» EXERCISE DESCRIPTION
Answer these questions about the MCUboot secure boot guide, one per line:
1. Where is the public key stored on HSE devices?
2. What key ID does the guide give as an example for the key retrieval step?
3. What does the device do when the signature is invalid?

» SELECTED PASSAGE
################
MCUboot Secure Boot for Series 2 Devices#

Introduction#

Overview#

MCUboot is a secure bootloader for 32-bit microcontrollers that provides a common infrastructure for booting and upgrading firmware. This guide explains how to configure MCUboot with PSA Crypto builtin keys and hardware-accelerated cryptography for secure boot on Silicon Labs Series 2 devices that support the Hardware Secure Engine (HSE). It also describes how secure boot works on devices that use the Virtual Secure Engine (VSE), where MCUboot verifies images using an embedded public key and the same hardware-accelerated PSA Crypto implementation, but without PSA builtin keys.

Silicon Labs Series 2 devices support two Secure Engine (SE) variants:

Variant

PSA builtin Keys

Secure boot

Description

HSE (Hardware Secure Engine)

Yes

Yes

Full hardware key storage in SE one-time-programmable (OTP) memory

VSE (Virtual Secure Engine)

No

Yes

Software-based SE; secure boot supported but keys are embedded in firmware

Features#

The following table summarizes the main behavioral differences between using PSA builtin keys on HSE devices and using an embedded key on VSE devices. Both flows provide the same high-level secure boot guarantees (signed images, integrity verification, and versioning).

Feature

HSE (Hardware Secure Engine)

VSE (Virtual Secure Engine)

Public key location

Stored securely in SE OTP memory as a PSA builtin key

Embedded in the MCUboot image (no PSA builtin key support)

Signature verification

Hardware-accelerated through PSA Crypto

Hardware-accelerated through PSA Crypto

Secure boot support

Yes (PSA Crypto builtin key flow)

Yes (embedded-key flow)

Boot Process Flow#

The secure boot process is similar on both HSE and VSE devices, with key handling and PSA Crypto configuration being the main differences.

HSE-based devices (PSA builtin keys)#

  1. Device reset — System powers on or resets.

  2. MCUboot initialization — Bootloader starts and initializes PSA Crypto with the HSE driver.

  3. Key retrieval — MCUboot retrieves a PSA key handle referencing the public key stored inside the Secure Engine (for example, key ID 0x7FFF0001).

  4. Image verification — ECDSA signature verification is performed using hardware acceleration through PSA Crypto opaque drivers.

  5. Boot decision:

    • Valid signature → Boot the application.

    • Invalid signature → Stay in MCUboot.

VSE-only devices (embedded key)#

  1. Device reset — System powers on or resets.

  2. MCUboot initialization — Bootloader initializes PSA Crypto with the VSE driver.
################
» RECORDS PROVIDED
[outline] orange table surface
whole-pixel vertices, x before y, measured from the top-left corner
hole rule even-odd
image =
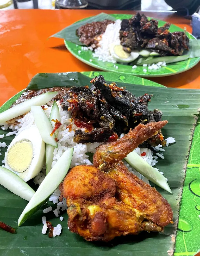
[[[104,11],[133,14],[134,11],[15,10],[0,11],[0,105],[25,88],[41,72],[96,70],[77,59],[63,40],[51,35],[79,20]],[[146,13],[191,32],[190,21],[172,13]],[[200,88],[200,63],[184,73],[150,79],[169,87]]]

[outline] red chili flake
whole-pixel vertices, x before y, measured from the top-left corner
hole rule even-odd
[[[71,132],[72,130],[72,124],[71,123],[70,123],[70,124],[66,127],[66,129],[67,129],[68,128],[69,128],[69,131]]]
[[[51,238],[53,237],[53,227],[52,226],[51,223],[50,221],[47,221],[46,222],[47,226],[48,228],[49,229],[49,237]]]
[[[92,125],[84,121],[82,119],[75,119],[74,123],[77,127],[86,128],[89,132],[91,132],[92,130],[93,126]]]
[[[135,114],[134,115],[135,116],[141,116],[142,114],[142,113],[138,113]]]
[[[14,228],[13,228],[9,225],[7,225],[7,224],[5,224],[2,221],[0,221],[0,228],[5,230],[7,232],[11,233],[12,234],[15,232],[15,230]]]
[[[67,100],[67,101],[69,103],[68,105],[68,110],[69,111],[71,109],[73,109],[74,108],[78,108],[78,96],[73,92],[70,92],[71,95],[70,94],[72,97],[70,99]]]
[[[161,141],[162,140],[163,140],[164,138],[162,135],[161,134],[160,134],[159,137],[160,137],[160,141]]]
[[[62,124],[57,119],[56,119],[55,120],[54,120],[54,119],[52,119],[51,121],[54,122],[55,124],[54,125],[54,128],[53,128],[52,132],[50,134],[50,136],[52,136],[57,129],[58,129]]]
[[[92,109],[94,107],[94,104],[92,104],[92,103],[91,103],[88,101],[86,101],[86,103],[90,108]]]
[[[118,87],[116,85],[116,84],[114,82],[113,82],[110,84],[109,85],[109,87],[113,91],[124,91],[123,88],[121,88],[121,87]]]
[[[92,78],[92,79],[91,80],[90,80],[90,83],[91,84],[92,84],[93,82],[94,82],[95,80],[95,77],[94,78]]]
[[[124,31],[123,32],[123,35],[125,36],[127,36],[128,34],[128,32],[125,31]]]
[[[114,133],[112,135],[109,137],[109,140],[117,140],[118,137],[116,133]]]

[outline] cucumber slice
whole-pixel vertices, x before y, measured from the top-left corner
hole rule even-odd
[[[54,122],[51,120],[52,119],[55,120],[57,119],[59,121],[60,121],[60,116],[59,108],[57,105],[55,101],[54,101],[52,106],[51,113],[49,117],[49,120],[51,123],[52,126],[54,127],[55,124]],[[57,130],[55,133],[55,135],[57,137],[58,134],[58,131]],[[45,150],[45,155],[46,159],[46,175],[47,175],[51,169],[51,165],[53,161],[53,152],[55,148],[53,146],[48,144],[46,144]]]
[[[139,52],[140,55],[143,57],[148,57],[149,56],[151,52],[148,50],[142,50]]]
[[[52,126],[54,128],[55,123],[53,121],[51,121],[52,119],[53,119],[54,120],[57,119],[59,121],[60,121],[59,108],[58,107],[58,106],[57,105],[57,103],[55,101],[54,101],[53,103],[53,104],[52,106],[52,108],[51,109],[51,113],[49,117],[49,120],[51,121]],[[55,135],[57,137],[58,134],[58,130],[56,130],[55,133]]]
[[[18,175],[2,166],[0,166],[0,184],[27,201],[30,201],[35,193]]]
[[[0,125],[3,125],[8,120],[14,118],[30,111],[33,105],[41,106],[48,102],[55,97],[57,92],[48,92],[27,99],[0,114]]]
[[[55,148],[48,144],[46,144],[45,149],[45,157],[46,159],[46,175],[49,172],[51,169],[51,165],[53,161],[53,152]]]
[[[135,152],[133,151],[130,153],[124,159],[138,172],[166,191],[172,194],[165,177]]]
[[[65,151],[41,183],[18,220],[19,226],[39,210],[47,201],[65,176],[70,168],[73,148]]]
[[[156,52],[152,52],[149,55],[150,56],[160,56],[160,54]]]
[[[32,106],[31,110],[35,123],[42,139],[46,144],[57,148],[58,143],[55,140],[56,137],[55,133],[52,136],[50,135],[53,129],[51,123],[41,107]]]

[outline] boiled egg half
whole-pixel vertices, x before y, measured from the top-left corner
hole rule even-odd
[[[138,51],[132,52],[128,53],[123,49],[123,47],[121,45],[111,44],[109,47],[110,55],[117,62],[128,63],[136,59],[140,55]]]
[[[45,163],[45,143],[38,128],[24,130],[12,141],[5,154],[6,168],[25,182],[34,178]]]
################
» TASK RESULT
1. In SE OTP memory, as a PSA builtin key
2. 0x7FFF0001
3. It stays in MCUboot.